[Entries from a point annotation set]
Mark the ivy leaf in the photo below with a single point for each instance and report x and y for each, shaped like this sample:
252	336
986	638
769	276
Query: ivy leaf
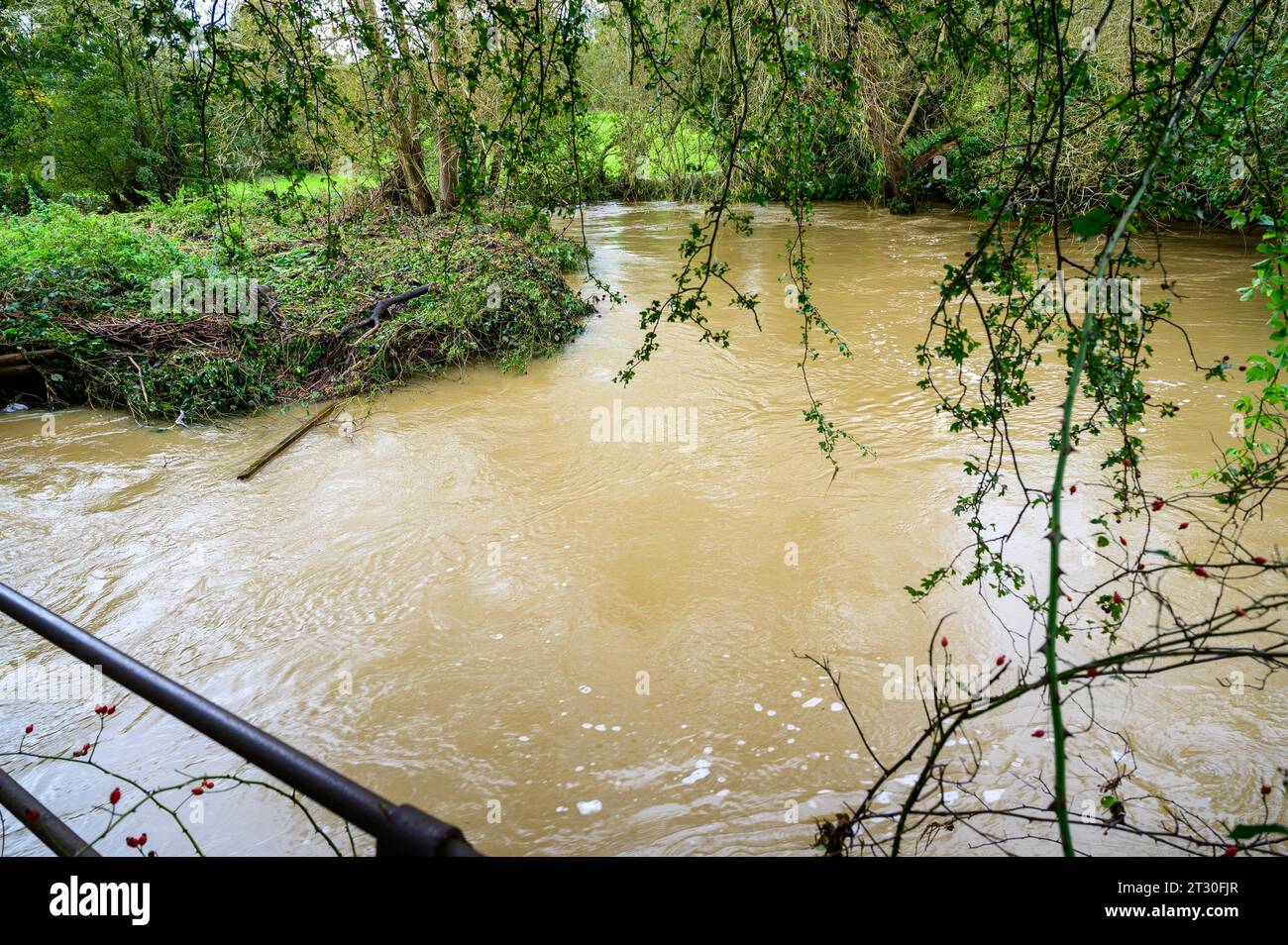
1090	224
1249	830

— Short exercise —
Copy the items above word for word, leaving out the pictures.

— Solution to this task —
Mark the ivy leaf in the photo below with a single point for each instance and report x and y for each, shaped like this sample:
252	336
986	638
769	276
Query: ivy leaf
1090	224
1249	830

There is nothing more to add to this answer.